**WHAT YOU WILL DO**
Render the rows below as a numbered list with blank lines omitted, starting at the line that contains "the green tree" and running through the last row, both ends included.

**RECORDS**
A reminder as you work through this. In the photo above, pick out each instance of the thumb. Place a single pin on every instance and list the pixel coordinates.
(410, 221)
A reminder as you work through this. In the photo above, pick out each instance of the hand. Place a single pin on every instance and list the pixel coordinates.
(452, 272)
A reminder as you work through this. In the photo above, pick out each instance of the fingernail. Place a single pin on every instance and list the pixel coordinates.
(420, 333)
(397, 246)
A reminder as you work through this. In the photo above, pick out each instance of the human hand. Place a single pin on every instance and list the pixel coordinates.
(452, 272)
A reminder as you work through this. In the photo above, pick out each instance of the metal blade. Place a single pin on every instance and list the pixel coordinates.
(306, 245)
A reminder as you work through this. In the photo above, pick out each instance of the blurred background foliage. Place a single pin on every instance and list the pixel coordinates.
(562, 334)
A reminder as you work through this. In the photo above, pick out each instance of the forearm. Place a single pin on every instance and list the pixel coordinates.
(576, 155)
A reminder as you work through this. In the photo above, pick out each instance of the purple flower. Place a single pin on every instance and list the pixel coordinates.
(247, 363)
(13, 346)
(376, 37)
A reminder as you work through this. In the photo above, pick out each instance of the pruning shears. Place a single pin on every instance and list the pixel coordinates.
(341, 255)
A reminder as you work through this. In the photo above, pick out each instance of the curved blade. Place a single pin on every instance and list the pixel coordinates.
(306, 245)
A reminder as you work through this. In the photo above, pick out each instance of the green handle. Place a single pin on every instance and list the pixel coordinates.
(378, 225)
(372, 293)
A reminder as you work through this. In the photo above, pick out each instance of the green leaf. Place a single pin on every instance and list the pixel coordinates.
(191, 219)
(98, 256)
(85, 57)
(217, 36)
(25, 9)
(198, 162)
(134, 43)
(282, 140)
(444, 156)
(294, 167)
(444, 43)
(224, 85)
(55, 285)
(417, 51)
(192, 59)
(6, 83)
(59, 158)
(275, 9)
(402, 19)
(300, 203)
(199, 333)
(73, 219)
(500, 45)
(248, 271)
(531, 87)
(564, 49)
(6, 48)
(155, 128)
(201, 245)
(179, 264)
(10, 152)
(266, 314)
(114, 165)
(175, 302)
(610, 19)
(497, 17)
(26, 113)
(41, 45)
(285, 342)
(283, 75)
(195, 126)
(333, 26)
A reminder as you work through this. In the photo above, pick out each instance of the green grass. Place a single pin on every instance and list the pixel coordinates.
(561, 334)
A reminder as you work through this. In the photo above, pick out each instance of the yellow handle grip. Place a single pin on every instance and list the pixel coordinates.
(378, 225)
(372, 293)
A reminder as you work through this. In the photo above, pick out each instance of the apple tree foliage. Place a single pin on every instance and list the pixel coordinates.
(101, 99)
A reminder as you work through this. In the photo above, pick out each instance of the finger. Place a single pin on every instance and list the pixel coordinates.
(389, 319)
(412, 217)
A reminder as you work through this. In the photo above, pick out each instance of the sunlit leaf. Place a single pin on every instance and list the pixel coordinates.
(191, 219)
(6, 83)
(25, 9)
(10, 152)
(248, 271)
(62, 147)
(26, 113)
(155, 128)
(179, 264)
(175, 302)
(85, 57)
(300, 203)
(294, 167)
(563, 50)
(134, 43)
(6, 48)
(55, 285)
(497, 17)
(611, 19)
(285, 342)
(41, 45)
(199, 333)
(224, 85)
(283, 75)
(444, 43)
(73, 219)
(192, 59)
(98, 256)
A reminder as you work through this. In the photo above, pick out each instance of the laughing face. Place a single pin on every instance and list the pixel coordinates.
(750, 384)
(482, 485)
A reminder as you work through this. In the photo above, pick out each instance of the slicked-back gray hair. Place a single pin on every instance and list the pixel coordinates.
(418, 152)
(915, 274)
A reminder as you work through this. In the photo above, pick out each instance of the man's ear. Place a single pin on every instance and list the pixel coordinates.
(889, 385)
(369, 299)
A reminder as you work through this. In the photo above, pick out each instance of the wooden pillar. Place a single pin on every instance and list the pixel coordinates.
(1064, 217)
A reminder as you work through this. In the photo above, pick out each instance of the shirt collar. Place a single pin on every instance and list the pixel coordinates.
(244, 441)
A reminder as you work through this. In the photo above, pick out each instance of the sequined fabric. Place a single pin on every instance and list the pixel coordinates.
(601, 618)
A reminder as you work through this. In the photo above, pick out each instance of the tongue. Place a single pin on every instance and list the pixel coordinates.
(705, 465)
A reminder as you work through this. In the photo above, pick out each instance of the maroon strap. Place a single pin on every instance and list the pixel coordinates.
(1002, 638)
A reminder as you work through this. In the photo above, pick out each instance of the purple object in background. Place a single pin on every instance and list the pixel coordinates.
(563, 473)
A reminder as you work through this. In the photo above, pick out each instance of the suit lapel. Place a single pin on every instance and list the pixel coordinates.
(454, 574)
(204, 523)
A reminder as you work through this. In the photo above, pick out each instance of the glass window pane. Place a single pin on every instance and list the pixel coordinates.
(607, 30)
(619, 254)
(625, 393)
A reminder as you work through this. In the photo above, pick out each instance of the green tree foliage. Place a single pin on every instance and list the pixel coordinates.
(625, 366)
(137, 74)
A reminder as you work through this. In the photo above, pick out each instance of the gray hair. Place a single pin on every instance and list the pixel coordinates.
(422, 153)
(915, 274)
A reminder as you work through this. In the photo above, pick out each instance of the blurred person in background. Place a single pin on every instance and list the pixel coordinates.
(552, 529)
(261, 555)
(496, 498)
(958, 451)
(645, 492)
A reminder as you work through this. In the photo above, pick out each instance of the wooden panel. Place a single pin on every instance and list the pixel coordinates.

**EXERCISE ANSWER**
1. A reminder as you work through this. In the photo above, pick out each instance of the green tree foliage. Place a single pin on every instance and list the pixel coordinates.
2. (625, 366)
3. (137, 74)
4. A reminder as you work through this. In the photo above, pick out each instance of the gray hair. Place a single pin on every instance and list the pixel coordinates.
5. (422, 153)
6. (915, 274)
7. A reminder as you work through this. In the photo above, pick out each instance of the blurred person in background. Place a single pin on every instance and list the pixel coordinates.
8. (552, 529)
9. (261, 555)
10. (496, 498)
11. (958, 451)
12. (645, 492)
13. A reminder as you work through this. In the photo above, pick out each instance of the wooden panel. Place a single pin on every instance and list the pixel coordinates.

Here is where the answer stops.